— BEGIN —

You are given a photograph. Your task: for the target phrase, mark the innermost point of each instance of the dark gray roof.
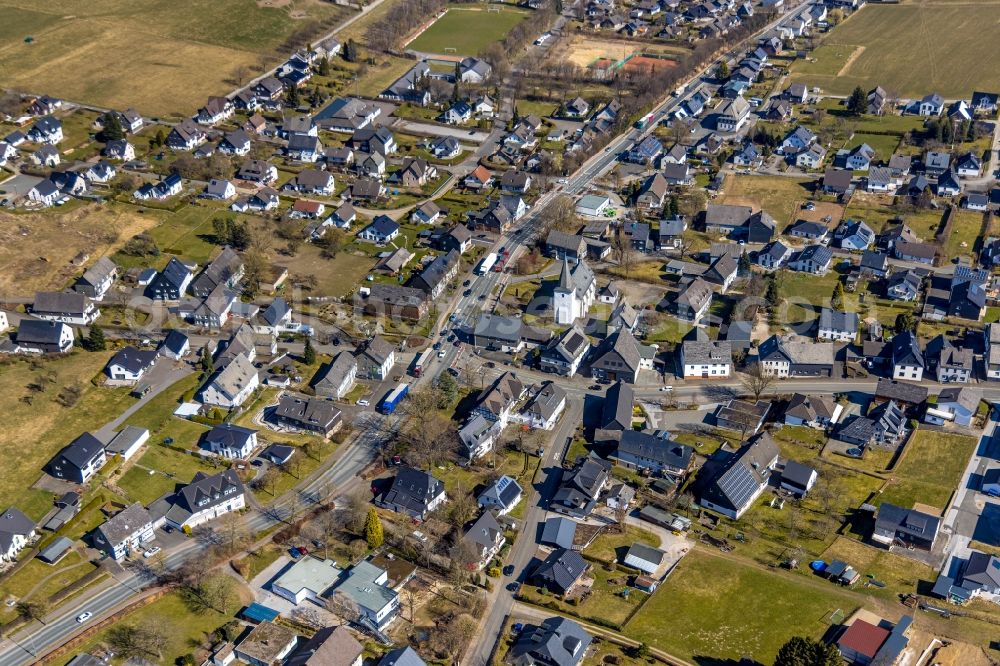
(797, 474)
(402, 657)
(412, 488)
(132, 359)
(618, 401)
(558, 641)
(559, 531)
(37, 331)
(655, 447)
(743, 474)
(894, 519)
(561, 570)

— END —
— BEGIN —

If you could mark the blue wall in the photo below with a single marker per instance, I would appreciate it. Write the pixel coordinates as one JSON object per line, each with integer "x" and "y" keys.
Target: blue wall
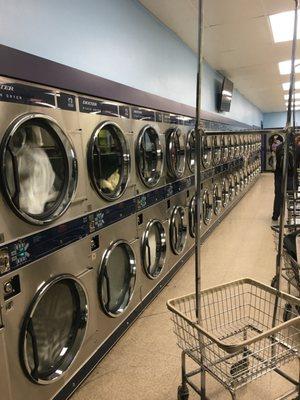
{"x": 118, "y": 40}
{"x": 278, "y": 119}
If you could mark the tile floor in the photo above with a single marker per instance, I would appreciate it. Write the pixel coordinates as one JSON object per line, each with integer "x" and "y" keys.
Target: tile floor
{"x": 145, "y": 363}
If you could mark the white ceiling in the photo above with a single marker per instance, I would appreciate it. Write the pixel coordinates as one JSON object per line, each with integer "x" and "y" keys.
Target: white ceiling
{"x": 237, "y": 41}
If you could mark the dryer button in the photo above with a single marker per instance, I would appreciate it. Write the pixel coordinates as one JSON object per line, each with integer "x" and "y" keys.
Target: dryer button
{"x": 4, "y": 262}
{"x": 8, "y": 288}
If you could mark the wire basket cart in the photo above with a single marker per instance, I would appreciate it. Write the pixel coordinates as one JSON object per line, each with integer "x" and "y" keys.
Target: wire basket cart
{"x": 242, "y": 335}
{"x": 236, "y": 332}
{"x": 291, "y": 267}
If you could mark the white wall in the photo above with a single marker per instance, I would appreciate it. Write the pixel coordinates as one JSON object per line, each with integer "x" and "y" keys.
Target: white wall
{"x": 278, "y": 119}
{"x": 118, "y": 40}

— END —

» **WORK INSTRUCTIONS**
List every line in the listing above that contains the word "each", copying those lines in full.

» **THE OUTPUT**
You are given a photograph. Your task: for the target phrase, mark the innermost point of each instance of the dark gray roof.
If you could mark the blue wall in the photo below with a single marker per instance, I would appreciate it. Write the pixel coordinates as one JSON object per line, each with integer "x" and "y" keys.
If you could mark the tile floor in the photo above with a single marker per instance, I would appreciate it. Write the pixel coordinates as one JSON object per line, each with integer "x" and "y" keys.
If you could mark the white ceiling in the photo above with a single marker per instance, I would appreciate it. Write the pixel coordinates as one JSON object per line, each with integer "x" and "y" keys.
If you could mark the dryer button in the photo above with a single marker per instance, I would appreciate it. Write the pixel coordinates as one JSON object per line, each with integer "x" and "y" keys.
If you could mark the wire basket cart in the photo above with a single marker per instance, I would appreciate it. Write the pixel coordinates as one JSON object per line, each with integer "x" and "y" keys.
If you could mark the white wall in the photo above with a single marker per instance, I would appreciate it. Write the pixel coordinates as one JSON object per line, each with integer "x" and "y" keys.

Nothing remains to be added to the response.